[Dataset excerpts on object pointing]
=-=-=

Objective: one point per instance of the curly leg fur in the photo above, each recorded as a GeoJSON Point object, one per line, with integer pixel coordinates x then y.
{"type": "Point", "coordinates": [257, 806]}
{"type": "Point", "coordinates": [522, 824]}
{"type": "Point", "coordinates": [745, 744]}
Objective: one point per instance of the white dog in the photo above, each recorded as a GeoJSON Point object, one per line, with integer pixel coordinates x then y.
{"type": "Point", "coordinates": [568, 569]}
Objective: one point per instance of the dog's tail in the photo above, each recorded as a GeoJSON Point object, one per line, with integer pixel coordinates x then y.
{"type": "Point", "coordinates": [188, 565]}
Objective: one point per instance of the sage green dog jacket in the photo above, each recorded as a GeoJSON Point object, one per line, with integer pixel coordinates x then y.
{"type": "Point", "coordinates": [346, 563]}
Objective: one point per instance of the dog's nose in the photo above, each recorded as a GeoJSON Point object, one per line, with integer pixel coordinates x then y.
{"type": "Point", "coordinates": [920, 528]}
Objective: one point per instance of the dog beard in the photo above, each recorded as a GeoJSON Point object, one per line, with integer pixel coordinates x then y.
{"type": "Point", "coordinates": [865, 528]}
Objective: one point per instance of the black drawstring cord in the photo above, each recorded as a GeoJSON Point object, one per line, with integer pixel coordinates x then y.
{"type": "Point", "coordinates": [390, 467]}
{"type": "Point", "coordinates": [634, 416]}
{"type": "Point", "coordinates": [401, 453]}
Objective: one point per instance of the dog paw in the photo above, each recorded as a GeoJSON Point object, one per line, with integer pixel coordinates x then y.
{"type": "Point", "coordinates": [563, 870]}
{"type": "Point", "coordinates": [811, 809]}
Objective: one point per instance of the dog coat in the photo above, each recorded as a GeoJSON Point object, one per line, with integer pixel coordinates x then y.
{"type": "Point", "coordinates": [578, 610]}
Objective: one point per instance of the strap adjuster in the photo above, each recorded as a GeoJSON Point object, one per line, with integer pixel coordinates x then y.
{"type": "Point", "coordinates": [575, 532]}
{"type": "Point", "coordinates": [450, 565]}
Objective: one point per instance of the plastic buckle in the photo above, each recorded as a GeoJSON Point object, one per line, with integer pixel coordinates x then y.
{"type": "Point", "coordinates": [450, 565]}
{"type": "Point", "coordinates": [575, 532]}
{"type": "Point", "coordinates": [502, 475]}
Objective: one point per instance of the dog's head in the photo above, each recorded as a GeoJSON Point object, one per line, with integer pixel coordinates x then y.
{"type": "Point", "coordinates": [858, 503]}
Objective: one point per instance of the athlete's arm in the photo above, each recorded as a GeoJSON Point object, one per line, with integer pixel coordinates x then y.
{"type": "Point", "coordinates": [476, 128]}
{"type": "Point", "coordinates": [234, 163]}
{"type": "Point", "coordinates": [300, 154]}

=-=-=

__Description of the task__
Go through the listing and copy all of it exactly.

__Correct response__
Objective: one point per instance of the curly leg fur in the photo above, each recorded as a GeoJSON Point object, one per line, with integer pixel coordinates x then y.
{"type": "Point", "coordinates": [257, 806]}
{"type": "Point", "coordinates": [522, 824]}
{"type": "Point", "coordinates": [745, 744]}
Objective: one point per instance of the white dog in the photo above, each recorded as a GeoJSON Point object, one per line, with integer pixel coordinates x then y.
{"type": "Point", "coordinates": [568, 569]}
Objective: one point per instance of the dog's tail in the photo above, each recorded as a GeoJSON Point object, one per line, with integer pixel coordinates x then y.
{"type": "Point", "coordinates": [188, 565]}
Objective: one point per instance of the sage green dog jacket in the photo above, each recorded as a GeoJSON Point object, one per line, with integer pixel coordinates x then y.
{"type": "Point", "coordinates": [346, 563]}
Objective: one point per instance of the dog's nose in the photo above, each recorded as a GeoJSON Point object, one per line, with integer pixel coordinates x then y.
{"type": "Point", "coordinates": [920, 528]}
Objective: one point per instance of the dog beard in the photo above, each recorded as a GeoJSON Point object, one per line, with integer pixel coordinates x then y.
{"type": "Point", "coordinates": [865, 528]}
Objective: one point per instance of the black drawstring cord in the photo above, each recorded as a GeoJSON Point object, one per line, with integer pixel coordinates x then y.
{"type": "Point", "coordinates": [390, 467]}
{"type": "Point", "coordinates": [634, 416]}
{"type": "Point", "coordinates": [401, 453]}
Objective: one point per instance of the dog paw in the photo above, each recorded as a GeoJSON Point object, one per line, with integer pixel coordinates x then y.
{"type": "Point", "coordinates": [563, 870]}
{"type": "Point", "coordinates": [811, 809]}
Objective: one point per instance of the dog coat in the photo above, each recorded as a GeoJSON Point object, one per line, with integer pixel coordinates x then y.
{"type": "Point", "coordinates": [578, 610]}
Objective: one point per instance of the strap adjuster in the photo above, each recorded as a GeoJSON Point object, one per line, with integer pixel coordinates x then y.
{"type": "Point", "coordinates": [575, 532]}
{"type": "Point", "coordinates": [450, 565]}
Objective: one point per instance of the plastic buckle in the photo above, each recorded as a GeoJSON Point object, one per line, with integer pixel coordinates x then y.
{"type": "Point", "coordinates": [450, 565]}
{"type": "Point", "coordinates": [575, 532]}
{"type": "Point", "coordinates": [502, 475]}
Objective: one point per instance of the dog's head in the photo above, each recorded as a GeoJSON Point object, one per line, with integer pixel coordinates x then y.
{"type": "Point", "coordinates": [858, 503]}
Objective: one point per instance of the athlete's arm in the photo above, each recorded as a GeoJSON Point object, one per line, with integer pixel coordinates x then y.
{"type": "Point", "coordinates": [476, 128]}
{"type": "Point", "coordinates": [234, 163]}
{"type": "Point", "coordinates": [300, 154]}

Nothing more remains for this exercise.